Movimento Italia: progetto FIR rugby di base o progetto Accademie? Una visione critica

Una decina di giorni fa ho ospitato un intervento di Francesco Lucca, presidente del Cilento Rugby. Francesco diceva la sua sul progetto “Rugby di base” della FIR per la stagione 2012/2013 (980mila euro i fondi destinati). La sua era una valutazione sostanzialmente positiva del piano federale, anche se ne rilevava alcune criticità.
Oggi pubblico le opinioni di Roberto Zanovello, Presidente “CUS Padova Rugby”, che sono invece orientate decisamente su un segno negativo. Ve le propongo e rilancio: tutti i dirigenti che vogliono dire la loro sappiano che qui la porta è aperta.

= = = = =

Riscrivi il testo sul progetto di rugby di base della FIR da "Una decina di" fino a "rilevava alcune criticità." compreso, cambiando "intervento" con "contributo".

** Estratti di dati etichettati con riquadri **
= = = = =

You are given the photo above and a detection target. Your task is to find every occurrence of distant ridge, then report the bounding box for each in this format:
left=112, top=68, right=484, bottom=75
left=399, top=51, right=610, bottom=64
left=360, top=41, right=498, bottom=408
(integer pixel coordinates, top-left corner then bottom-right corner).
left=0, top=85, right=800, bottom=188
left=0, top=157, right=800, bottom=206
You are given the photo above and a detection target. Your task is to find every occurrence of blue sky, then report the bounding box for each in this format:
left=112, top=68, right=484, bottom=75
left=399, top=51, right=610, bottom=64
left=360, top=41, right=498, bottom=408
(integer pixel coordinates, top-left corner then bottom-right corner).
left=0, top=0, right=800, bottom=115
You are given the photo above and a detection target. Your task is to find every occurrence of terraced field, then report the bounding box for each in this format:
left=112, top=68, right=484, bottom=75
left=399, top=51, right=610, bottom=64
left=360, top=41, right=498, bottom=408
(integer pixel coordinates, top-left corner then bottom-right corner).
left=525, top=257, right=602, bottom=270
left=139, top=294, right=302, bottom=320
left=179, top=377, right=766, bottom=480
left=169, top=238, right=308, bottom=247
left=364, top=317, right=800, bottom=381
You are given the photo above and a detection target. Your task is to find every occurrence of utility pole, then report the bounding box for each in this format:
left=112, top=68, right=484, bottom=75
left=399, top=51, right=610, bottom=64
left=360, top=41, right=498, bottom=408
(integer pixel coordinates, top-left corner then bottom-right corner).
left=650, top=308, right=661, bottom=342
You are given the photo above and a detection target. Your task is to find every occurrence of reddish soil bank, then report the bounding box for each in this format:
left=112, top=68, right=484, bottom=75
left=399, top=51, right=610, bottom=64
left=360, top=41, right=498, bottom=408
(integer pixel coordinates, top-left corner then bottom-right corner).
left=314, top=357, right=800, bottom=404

= = = = =

** LA RISPOSTA **
Una decina di giorni fa ho ospitato un contributo di Francesco Lucca, presidente del Cilento Rugby. Francesco diceva la sua sul progetto “Rugby di base” della FIR per la stagione 2012/2013 (980mila euro i fondi destinati). La sua era una valutazione sostanzialmente positiva del piano federale, anche se ne rilevava alcune criticità.